### GOAL
Copy the listing below verbatim, starting at the line that contains "Where can the stone block" and ending with the last line of the listing, both included.
━━━ DATA EXTRACT ━━━
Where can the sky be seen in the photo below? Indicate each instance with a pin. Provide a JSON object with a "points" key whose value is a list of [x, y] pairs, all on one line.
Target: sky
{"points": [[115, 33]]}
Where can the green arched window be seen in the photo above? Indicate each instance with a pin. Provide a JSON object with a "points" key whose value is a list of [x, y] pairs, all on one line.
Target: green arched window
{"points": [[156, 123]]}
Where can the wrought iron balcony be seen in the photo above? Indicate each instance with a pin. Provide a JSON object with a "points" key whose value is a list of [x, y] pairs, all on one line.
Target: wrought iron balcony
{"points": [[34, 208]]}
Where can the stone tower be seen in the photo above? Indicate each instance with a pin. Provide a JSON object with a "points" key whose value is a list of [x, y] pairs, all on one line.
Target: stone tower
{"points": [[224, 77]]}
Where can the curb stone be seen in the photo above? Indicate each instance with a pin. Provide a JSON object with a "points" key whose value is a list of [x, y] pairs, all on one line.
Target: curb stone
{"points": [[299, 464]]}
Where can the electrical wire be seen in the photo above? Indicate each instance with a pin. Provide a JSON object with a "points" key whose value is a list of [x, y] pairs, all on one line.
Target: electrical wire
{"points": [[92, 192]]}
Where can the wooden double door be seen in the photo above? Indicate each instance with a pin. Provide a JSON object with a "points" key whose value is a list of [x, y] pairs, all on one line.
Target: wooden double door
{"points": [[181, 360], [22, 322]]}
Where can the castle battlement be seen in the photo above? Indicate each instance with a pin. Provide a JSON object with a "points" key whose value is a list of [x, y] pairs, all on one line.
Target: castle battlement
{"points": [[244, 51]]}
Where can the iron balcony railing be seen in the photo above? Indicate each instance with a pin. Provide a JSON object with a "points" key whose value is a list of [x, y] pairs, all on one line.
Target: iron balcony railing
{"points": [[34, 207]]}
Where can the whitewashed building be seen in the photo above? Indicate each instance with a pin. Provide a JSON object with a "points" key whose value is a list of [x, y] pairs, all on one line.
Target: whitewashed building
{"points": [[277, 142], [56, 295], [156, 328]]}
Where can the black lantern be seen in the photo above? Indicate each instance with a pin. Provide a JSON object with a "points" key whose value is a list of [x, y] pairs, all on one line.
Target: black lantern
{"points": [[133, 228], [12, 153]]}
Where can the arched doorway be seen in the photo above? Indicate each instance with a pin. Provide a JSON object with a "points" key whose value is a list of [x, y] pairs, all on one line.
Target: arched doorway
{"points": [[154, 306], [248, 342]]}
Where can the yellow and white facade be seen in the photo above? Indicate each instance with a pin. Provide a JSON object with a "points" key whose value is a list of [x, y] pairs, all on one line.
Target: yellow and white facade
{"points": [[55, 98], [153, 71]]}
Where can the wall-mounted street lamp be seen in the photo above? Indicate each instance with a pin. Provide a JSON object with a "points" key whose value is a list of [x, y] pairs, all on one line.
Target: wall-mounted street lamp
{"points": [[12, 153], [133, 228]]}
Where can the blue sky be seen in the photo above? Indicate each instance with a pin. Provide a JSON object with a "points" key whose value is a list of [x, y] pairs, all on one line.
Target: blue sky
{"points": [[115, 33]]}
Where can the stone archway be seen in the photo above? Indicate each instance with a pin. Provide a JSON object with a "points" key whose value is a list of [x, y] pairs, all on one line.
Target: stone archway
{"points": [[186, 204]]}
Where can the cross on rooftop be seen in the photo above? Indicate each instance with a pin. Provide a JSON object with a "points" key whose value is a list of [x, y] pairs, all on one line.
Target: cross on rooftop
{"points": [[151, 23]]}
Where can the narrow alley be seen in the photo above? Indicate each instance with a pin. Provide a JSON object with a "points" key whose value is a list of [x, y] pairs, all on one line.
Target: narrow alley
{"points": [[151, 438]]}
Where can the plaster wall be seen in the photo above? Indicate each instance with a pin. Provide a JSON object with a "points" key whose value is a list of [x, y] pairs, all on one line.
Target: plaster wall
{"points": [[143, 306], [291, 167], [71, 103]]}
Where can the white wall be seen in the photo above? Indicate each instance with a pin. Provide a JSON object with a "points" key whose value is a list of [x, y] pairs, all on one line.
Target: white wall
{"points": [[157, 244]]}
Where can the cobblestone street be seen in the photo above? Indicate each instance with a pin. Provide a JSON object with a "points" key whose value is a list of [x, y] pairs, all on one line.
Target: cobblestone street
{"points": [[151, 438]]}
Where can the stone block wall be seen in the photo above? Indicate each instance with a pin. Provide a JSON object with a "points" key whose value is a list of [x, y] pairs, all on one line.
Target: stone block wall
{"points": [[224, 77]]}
━━━
### SOLUTION TO THIS PROBLEM
Where can the stone block wall be seen in the photo above? Indicate each instance with a pin. Provide a JSON object with a "points" key whose value is a list of [x, y] pairs, all on one line.
Target: stone block wall
{"points": [[224, 77]]}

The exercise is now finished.